You would think a drug that causes more than one in ten suicides, thousands of child abuse cases, and one in three road accidents would be outlawed.
Not chance, of course, because that’s alcohol. Cannabis, on the other hand, mostly causes feelings of wellbeing.
Debate over the relative harms of drugs has been raging this week. Most of the debate has been in the UK, where government drug advisor Professor David Nutt has been sacked for, in essence, arguing that drugs should be categorised according to the harm they cause. Crazy, huh?
Nutt was the chair of the Advisory Council on the Misuse of Drugs. He ranked a bunch of illicit substances, and put cannabis after alcohol and tobacco. He was pilloried by the UK Government.
Headlines such as “Nutt Sacked” abounded.
All for a guy who just wanted science to take precedence over moralising; for reason to win out over populist scaremongering.
Everyone should know by know that alcohol on the whole causes more harm than other drugs. Alcohol’s a killer. It can get you quickly – car smash, falling off a building – or it can get you slowly – liver failure, cancer.
Here’s what Drug and Alcohol Services SA say about alcohol:
About 3000 people a year die from excess alcohol consumption. About 65,000 are hospitalised. About half the population drinks at levels that put them at higher risk of harm. The cost of alcohol to Australia is about $7.6 billion. It makes people talkative and relaxed at first. But then it causes vomiting, memory loss, coma, death.
Cannabis causes talkativeness, wellbeing. Slower reaction times, bloodshot eyes, occasionally panic attacks or paranoia. There are small risks of psychosis, and a slightly increased long-term risk of cancer. No one has ever died of a cannabis overdose.
Professor Nutt found – as others have – that cannabis is harmful. But not as harmful as alcohol, or tobacco. He admits dope can cause schizophrenia, but says you would need to stop about 5000 men aged 20 to 25 from ever using the drug to save one schizophrenia diagnosis.
Do a cost-benefit analysis on that one.
Ultimately he argues that a harm reduction approach is the only one:
“I think we have to accept young people like to experiment – with drugs and other potentially harmful activities – and what we should be doing in all of this is to protect them from harm at this stage of their lives. We therefore have to provide more accurate and credible information. If you think that scaring kids will stop them using, you’re probably wrong. They are often quite knowledgeable about drugs and the internet has made access to information extremely simple. We have to tell them the truth, so that they use us as their preferred source of information,” he says.
Sensible bloke.
The big obstacle to legislation actually reflecting the issues in the real world is that people inherently think that they are better than the common masses. Politicians think that they drink, and they function, therefore alcohol is not a problem in and of itself. It’s just other people who can’t control their intake, not a problem with the drug itself.
What many are in denial about is that so many people function on drugs. They take drugs on the weekend, and turn up to high-powered jobs on Monday. They get stoned every night but work all day. We are a society determinedly self medicating with whatever’s available, and we defend alcohol because it’s the one we know we can get anytime, almost anyplace, and it’s socially acceptable.
If public perception says that cannabis is so bad it should remain illegal, but also claims that it is rational, then for sheer consistency it should criminalise alcohol.
And that is never going to happen. So it’s time we had a reasoned approach to drug consumption, and chose harm reduction over drug hysteria.

**RECORDS SHOWN**.
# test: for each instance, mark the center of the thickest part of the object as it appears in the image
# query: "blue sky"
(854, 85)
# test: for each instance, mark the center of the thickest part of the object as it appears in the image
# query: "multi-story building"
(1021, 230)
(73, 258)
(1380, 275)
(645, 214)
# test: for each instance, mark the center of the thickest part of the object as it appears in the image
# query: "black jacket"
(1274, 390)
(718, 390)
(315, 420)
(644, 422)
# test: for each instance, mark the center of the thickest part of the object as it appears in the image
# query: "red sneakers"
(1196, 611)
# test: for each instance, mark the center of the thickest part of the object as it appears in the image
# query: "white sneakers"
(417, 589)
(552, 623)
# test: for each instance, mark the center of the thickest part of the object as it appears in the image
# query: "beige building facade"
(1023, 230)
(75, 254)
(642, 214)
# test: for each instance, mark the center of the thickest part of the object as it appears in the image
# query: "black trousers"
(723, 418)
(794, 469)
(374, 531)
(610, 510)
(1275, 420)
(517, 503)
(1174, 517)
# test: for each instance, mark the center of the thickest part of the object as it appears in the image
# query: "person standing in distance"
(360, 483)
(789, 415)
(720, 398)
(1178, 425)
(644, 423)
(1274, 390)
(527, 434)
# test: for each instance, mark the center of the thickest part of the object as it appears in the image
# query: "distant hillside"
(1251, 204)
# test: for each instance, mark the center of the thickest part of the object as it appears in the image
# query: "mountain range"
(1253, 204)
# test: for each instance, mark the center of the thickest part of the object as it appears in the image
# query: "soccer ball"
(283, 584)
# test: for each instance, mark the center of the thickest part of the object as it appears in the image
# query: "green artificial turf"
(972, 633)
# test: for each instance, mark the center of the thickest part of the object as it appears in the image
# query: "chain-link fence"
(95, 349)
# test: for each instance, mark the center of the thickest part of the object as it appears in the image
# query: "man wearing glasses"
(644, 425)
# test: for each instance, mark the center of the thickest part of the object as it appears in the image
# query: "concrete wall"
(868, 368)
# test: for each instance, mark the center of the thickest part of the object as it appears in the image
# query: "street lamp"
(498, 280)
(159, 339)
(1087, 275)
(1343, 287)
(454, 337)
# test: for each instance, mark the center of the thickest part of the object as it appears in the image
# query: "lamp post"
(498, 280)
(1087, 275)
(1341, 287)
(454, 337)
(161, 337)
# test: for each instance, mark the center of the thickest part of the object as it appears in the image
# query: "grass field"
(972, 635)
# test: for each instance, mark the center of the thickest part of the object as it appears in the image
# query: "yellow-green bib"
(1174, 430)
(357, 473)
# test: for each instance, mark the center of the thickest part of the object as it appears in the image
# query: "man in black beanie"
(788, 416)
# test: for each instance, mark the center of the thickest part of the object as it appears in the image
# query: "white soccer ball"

**TASK REQUIREMENTS**. Using the article on drug harms, decide whether each statement agrees with it. Answer yes or no for each and quote the words that decide it. (a) Nutt chaired the Advisory Council on the Misuse of Drugs. (b) According to Drug and Alcohol Services SA, about 65,000 people a year die from excess alcohol consumption. (c) Nutt found cannabis to be more harmful than tobacco. Work only from the article on drug harms above.

**EXERCISE RESULT**.
(a) Yes: "Nutt was the chair of the Advisory Council on the Misuse of Drugs."
(b) No: "About 3000 people a year die from excess alcohol consumption. About 65,000 are hospitalised."
(c) No: "Professor Nutt found – as others have – that cannabis is harmful. But not as harmful as alcohol, or tobacco."